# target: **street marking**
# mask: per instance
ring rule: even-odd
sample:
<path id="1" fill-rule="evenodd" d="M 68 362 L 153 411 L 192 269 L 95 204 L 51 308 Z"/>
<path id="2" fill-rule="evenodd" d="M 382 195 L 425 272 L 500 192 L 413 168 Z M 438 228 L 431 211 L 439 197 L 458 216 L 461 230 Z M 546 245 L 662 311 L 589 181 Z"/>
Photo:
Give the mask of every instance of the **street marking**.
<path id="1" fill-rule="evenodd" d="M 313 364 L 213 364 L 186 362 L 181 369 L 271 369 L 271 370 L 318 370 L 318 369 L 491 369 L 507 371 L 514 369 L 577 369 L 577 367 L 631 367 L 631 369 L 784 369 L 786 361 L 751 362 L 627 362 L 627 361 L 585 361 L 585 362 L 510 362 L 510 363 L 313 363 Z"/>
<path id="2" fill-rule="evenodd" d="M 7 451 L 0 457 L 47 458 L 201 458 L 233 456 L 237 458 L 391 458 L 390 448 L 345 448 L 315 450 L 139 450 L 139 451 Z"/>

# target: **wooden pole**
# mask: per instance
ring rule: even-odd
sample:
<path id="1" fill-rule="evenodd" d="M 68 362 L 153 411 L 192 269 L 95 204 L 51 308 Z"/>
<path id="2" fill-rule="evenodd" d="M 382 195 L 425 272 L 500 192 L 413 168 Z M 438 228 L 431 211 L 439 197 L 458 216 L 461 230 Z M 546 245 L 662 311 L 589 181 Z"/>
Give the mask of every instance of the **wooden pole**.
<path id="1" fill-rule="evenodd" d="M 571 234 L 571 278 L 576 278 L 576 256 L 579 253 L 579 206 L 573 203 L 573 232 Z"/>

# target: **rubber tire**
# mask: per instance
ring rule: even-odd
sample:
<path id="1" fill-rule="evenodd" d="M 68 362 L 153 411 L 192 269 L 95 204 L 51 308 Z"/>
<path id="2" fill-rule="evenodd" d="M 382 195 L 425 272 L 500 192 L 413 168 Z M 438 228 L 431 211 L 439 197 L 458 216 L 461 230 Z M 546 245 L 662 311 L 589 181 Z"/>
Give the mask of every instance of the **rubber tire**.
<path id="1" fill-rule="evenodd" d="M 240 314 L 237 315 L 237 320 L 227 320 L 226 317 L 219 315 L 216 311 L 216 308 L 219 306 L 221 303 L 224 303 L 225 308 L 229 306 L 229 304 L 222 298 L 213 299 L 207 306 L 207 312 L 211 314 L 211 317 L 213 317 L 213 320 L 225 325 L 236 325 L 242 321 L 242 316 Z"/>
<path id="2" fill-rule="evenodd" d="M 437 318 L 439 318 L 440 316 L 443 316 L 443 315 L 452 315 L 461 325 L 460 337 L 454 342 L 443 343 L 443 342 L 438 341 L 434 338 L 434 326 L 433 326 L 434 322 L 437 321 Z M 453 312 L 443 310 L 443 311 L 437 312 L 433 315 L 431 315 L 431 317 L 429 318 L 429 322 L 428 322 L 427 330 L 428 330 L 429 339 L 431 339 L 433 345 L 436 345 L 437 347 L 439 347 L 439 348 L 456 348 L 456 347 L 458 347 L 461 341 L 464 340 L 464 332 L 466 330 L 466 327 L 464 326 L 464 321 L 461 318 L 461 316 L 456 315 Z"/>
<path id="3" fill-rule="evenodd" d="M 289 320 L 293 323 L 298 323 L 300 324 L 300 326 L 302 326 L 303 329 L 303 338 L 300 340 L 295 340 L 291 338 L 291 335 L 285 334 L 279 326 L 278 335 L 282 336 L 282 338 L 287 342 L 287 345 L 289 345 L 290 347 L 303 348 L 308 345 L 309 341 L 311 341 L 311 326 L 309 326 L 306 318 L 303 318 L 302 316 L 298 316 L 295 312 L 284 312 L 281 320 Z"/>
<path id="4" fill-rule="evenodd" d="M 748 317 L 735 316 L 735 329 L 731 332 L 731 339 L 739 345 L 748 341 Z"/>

> _Do this_
Edit the stretch from the line containing "# target: **wooden pole**" through the line containing "Give the mask of every instance of the **wooden" so that "per instance" becomes "per object", with every other character left unchanged. Return only those lines.

> _Reply_
# target: **wooden pole**
# mask: per object
ring rule: even-odd
sample:
<path id="1" fill-rule="evenodd" d="M 68 362 L 153 411 L 192 269 L 95 204 L 51 308 Z"/>
<path id="2" fill-rule="evenodd" d="M 382 195 L 425 272 L 500 192 L 413 168 Z M 438 228 L 431 211 L 439 197 L 458 216 L 461 230 Z M 546 245 L 662 311 L 589 181 Z"/>
Give the mask of every instance of the **wooden pole**.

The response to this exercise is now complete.